Description of the task => Repeat the entire listing exactly as written.

· · · · ·

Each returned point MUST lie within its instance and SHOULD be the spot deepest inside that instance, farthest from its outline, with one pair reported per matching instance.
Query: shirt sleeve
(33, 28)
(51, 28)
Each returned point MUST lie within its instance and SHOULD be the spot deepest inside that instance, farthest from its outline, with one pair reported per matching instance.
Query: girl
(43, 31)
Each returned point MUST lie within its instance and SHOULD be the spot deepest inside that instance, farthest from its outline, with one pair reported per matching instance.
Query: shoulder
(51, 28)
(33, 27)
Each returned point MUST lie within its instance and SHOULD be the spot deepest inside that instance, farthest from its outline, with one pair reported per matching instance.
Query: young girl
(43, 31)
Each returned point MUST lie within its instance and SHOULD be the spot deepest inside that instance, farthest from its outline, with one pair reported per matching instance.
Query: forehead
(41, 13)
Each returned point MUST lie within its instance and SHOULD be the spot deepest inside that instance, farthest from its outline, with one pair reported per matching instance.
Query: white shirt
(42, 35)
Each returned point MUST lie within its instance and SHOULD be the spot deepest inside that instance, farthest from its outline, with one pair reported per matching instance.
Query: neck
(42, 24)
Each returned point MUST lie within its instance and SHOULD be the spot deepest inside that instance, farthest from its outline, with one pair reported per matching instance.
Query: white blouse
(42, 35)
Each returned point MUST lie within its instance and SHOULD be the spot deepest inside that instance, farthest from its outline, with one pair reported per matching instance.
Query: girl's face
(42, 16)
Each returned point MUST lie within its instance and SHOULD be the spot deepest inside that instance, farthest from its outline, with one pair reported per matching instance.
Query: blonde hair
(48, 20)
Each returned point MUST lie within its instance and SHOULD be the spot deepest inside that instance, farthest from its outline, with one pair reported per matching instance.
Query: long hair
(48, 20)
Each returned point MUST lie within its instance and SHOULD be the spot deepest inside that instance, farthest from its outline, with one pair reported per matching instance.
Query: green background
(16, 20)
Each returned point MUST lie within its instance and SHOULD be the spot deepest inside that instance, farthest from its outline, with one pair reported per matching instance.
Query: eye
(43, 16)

· · · · ·

Solved exercise =>
Each returned point MUST lie within its instance and SHOULD be the spot deepest inside that instance, farthest from its outline, with one pair reported per matching instance.
Query: shirt sleeve
(33, 28)
(51, 28)
Each returned point MUST lie within its instance and SHOULD be the spot deepest inside that instance, farthest from its outline, with one pair reported per matching instance.
Query: girl
(43, 31)
Each returned point MUST lie within its instance and SHOULD be the spot deepest inside that instance, farthest from its outline, with one pair reported per matching instance.
Query: shoulder
(51, 28)
(33, 27)
Each returned point MUST lie within its instance and SHOULD be the spot deepest inside that instance, farthest from its outline, with one pair reported per matching instance.
Query: young girl
(43, 31)
Each returned point MUST lie within its instance and SHOULD be the spot deepest inside that instance, farthest from its outline, with one pair reported per matching instance.
Query: forehead
(41, 13)
Each returned point MUST lie within its instance and SHOULD be the spot deepest inside that instance, farthest from its outline, with one pair reported per matching instance.
Query: white shirt
(42, 35)
Each returned point MUST lie within its instance and SHOULD be the spot deepest inside that instance, farthest from its outline, with one pair reported per matching instance.
Query: neck
(42, 24)
Each returned point MUST lie within its instance and SHOULD be the spot deepest inside that instance, farthest from its outline, with one pair reported per matching instance.
Query: white blouse
(42, 35)
Each returned point MUST lie within its instance and SHOULD be the spot deepest inside that instance, farthest from its outline, with one pair reported per matching instance.
Query: girl's face
(42, 16)
Each returned point MUST lie within its instance and SHOULD be the spot deepest inside that instance, farthest from its outline, with one pair reported per matching instance.
Query: blonde hair
(48, 20)
Each returned point MUST lie within its instance and SHOULD be the spot deepest inside that instance, farthest from its outline, with one pair reported per matching instance.
Query: long hair
(48, 20)
Each returned point MUST lie within its instance and SHOULD be the spot deepest inside that instance, farthest from its outline, with one pair reported per matching instance.
Query: green background
(16, 20)
Each returned point MUST lie within its instance and SHOULD be the spot deepest inside that instance, farthest from its outline, with one pair reported per matching instance.
Query: eye
(43, 16)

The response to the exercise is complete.